OBJECTIVE 1:
Answer these questions about the forum thread on aquarium dosing:
(a) What product does jpmtotoro say was added to the dosing routine?
(b) Which plant does jpmtotoro think is already dead?
(c) According to Left C, what is the dosing calculator based on?
OBJECTIVE 2: Repeat the passage of the forum thread on aquarium dosing starting with "FertFriend is a" and going on through "helpful as well.".
-- START OF PAGE EXCERPT --
FertFriend is a handy tool. I believe that Seachem Support helped on this one. APC's fertilator has had some problems fixed. It should be helpful as well.


----------



## jpmtotoro (Feb 13, 2003)

yeah! the problem I was having was that people always had a suggested ppm saturation, but it was sort of difficult to know how much I was adding. My only option before was to just blindly dose and then measure the results. now, I'll have a much better idea of how much of something I'm actually adding.

I love the internet...


JP


----------



## jpmtotoro (Feb 13, 2003)

after about a week, i can see some improvement since i've added Flourish to my dosing routine. i'm just surprised because i've never had the issue in the past with my other tanks... but perhaps it was because there are minor differences between the tanks.

i think my dwarf baby tears might actually survive, which is good. i think the bacopa is already dead, though... might have to replace it. but most other things seem to be doing better, so thanks for the suggestion. hopefully it'll continue to get better as the weeks roll on. i'm sure i still have some tweaking to do...


----------



## Left C (Jun 14, 2005)

jpmtotoro said:


> after about a week, i can see some improvement since i've added Flourish to my dosing routine. i'm just surprised because i've never had the issue in the past with my other tanks... but perhaps it was because there are minor differences between the tanks.
> 
> i think my dwarf baby tears might actually survive, which is good. i think the bacopa is already dead, though... might have to replace it. but most other things seem to be doing better, so thanks for the suggestion. hopefully it'll continue to get better as the weeks roll on. i'm sure i still have some tweaking to do...


That dosing calculator is a decent starting dosing plan, but it does not work for every aquarium. You can tweak things a bit for your needs.

Since the calculator is based on Excel 2003, it is very customizable.


----------



## davemonkey (Mar 29, 2008)
-- END OF PAGE EXCERPT --
-- START OF STORED RECORDS --
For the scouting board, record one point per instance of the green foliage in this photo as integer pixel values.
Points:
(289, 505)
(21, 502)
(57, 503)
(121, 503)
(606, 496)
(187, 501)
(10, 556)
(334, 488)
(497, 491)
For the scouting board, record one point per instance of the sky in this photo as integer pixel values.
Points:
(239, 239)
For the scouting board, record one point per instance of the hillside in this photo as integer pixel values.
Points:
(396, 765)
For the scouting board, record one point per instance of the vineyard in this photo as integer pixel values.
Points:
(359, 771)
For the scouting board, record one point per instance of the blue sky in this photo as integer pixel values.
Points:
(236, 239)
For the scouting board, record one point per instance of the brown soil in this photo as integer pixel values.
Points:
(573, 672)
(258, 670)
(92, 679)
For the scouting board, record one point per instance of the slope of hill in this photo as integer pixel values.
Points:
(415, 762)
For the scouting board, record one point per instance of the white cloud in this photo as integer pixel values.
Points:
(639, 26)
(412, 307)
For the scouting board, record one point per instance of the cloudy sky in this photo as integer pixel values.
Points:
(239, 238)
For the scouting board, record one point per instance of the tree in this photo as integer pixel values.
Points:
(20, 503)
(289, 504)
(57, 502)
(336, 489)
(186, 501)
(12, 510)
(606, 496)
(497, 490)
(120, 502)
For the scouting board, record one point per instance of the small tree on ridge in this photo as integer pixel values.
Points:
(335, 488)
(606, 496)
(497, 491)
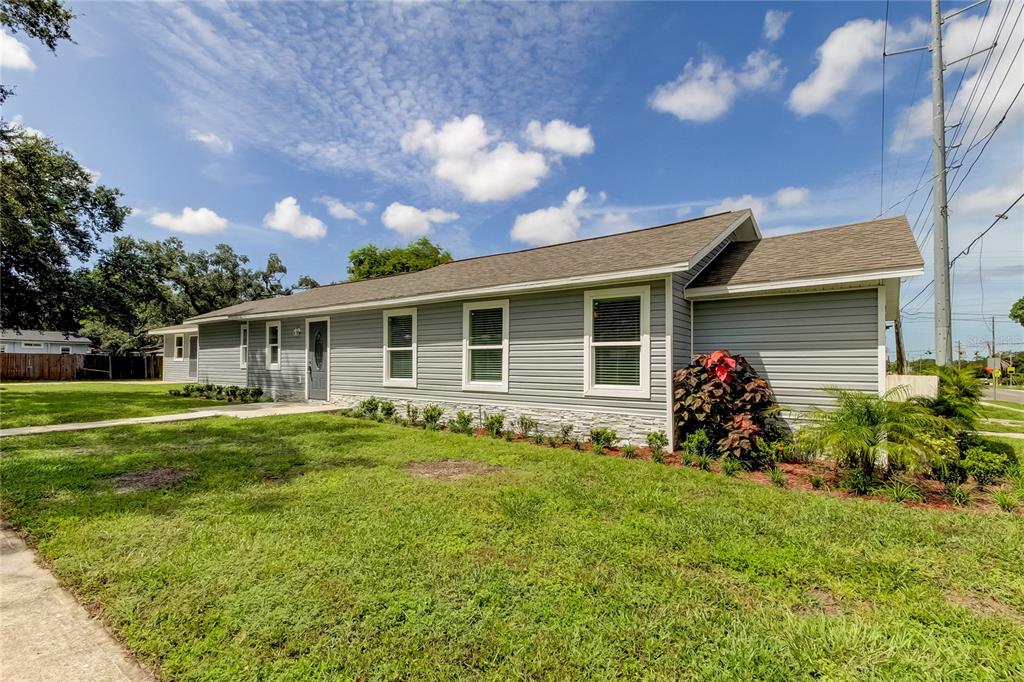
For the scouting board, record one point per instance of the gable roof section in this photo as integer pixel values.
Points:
(872, 247)
(675, 246)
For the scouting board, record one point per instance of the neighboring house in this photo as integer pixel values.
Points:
(586, 333)
(34, 341)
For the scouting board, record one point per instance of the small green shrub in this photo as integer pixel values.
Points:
(958, 495)
(1006, 501)
(566, 433)
(369, 408)
(899, 492)
(985, 466)
(697, 443)
(731, 466)
(858, 481)
(463, 423)
(525, 425)
(657, 441)
(432, 415)
(494, 424)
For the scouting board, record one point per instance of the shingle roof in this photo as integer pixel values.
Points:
(36, 335)
(873, 246)
(666, 245)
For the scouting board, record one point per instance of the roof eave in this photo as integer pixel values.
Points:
(811, 284)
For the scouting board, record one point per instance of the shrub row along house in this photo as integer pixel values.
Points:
(587, 332)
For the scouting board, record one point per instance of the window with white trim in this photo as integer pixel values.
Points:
(617, 342)
(399, 347)
(273, 345)
(244, 345)
(485, 346)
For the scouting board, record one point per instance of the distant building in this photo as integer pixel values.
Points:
(34, 341)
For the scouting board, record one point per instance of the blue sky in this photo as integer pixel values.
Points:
(310, 129)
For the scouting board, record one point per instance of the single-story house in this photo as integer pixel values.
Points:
(35, 341)
(585, 333)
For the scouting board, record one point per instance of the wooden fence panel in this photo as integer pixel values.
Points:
(51, 367)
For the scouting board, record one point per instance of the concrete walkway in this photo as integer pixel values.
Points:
(45, 634)
(247, 411)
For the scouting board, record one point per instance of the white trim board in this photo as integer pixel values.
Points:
(867, 279)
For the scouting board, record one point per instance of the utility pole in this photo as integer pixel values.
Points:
(940, 259)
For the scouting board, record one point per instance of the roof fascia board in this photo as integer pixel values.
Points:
(733, 226)
(176, 329)
(726, 291)
(518, 288)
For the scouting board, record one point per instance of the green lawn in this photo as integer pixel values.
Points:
(302, 548)
(60, 402)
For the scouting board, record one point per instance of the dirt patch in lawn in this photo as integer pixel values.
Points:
(150, 479)
(984, 605)
(818, 601)
(451, 469)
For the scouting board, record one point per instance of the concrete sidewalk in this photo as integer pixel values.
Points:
(246, 411)
(45, 634)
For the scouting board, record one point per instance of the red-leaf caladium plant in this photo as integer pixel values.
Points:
(722, 394)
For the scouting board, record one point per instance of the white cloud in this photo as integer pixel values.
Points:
(707, 90)
(775, 24)
(791, 197)
(213, 141)
(842, 73)
(334, 85)
(559, 136)
(342, 211)
(288, 217)
(412, 221)
(13, 53)
(759, 206)
(551, 225)
(190, 221)
(464, 156)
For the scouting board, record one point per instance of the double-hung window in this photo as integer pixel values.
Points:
(244, 345)
(273, 345)
(485, 346)
(617, 342)
(399, 347)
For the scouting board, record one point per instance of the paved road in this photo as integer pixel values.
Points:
(45, 634)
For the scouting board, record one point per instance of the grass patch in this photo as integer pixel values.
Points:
(64, 402)
(303, 547)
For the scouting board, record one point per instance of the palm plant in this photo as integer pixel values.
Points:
(958, 394)
(865, 429)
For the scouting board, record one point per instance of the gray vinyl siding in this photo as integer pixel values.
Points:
(176, 371)
(287, 382)
(681, 351)
(801, 343)
(546, 355)
(218, 354)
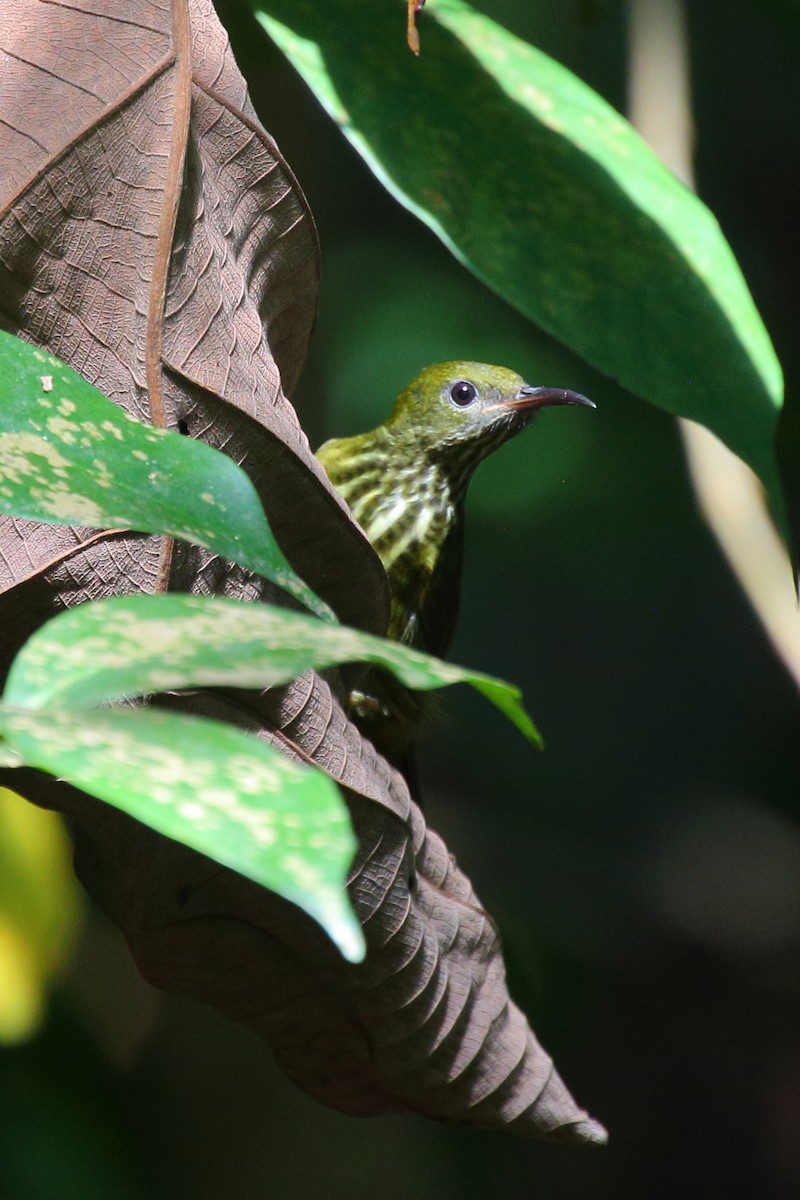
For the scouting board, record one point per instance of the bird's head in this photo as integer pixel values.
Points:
(462, 411)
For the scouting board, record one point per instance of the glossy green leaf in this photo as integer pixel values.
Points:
(70, 456)
(211, 787)
(549, 197)
(131, 646)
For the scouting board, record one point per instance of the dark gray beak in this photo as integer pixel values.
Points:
(542, 397)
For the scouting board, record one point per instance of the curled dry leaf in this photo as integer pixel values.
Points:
(152, 237)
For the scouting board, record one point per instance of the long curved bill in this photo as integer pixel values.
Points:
(542, 397)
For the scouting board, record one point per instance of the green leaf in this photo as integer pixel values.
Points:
-- END OF STORED RECORDS --
ANSWER 1:
(a) Flourish
(b) The bacopa
(c) Excel 2003

ANSWER 2:
FertFriend is a handy tool. I believe that Seachem Support helped on this one. APC's fertilator has had some problems fixed. It should be helpful as well.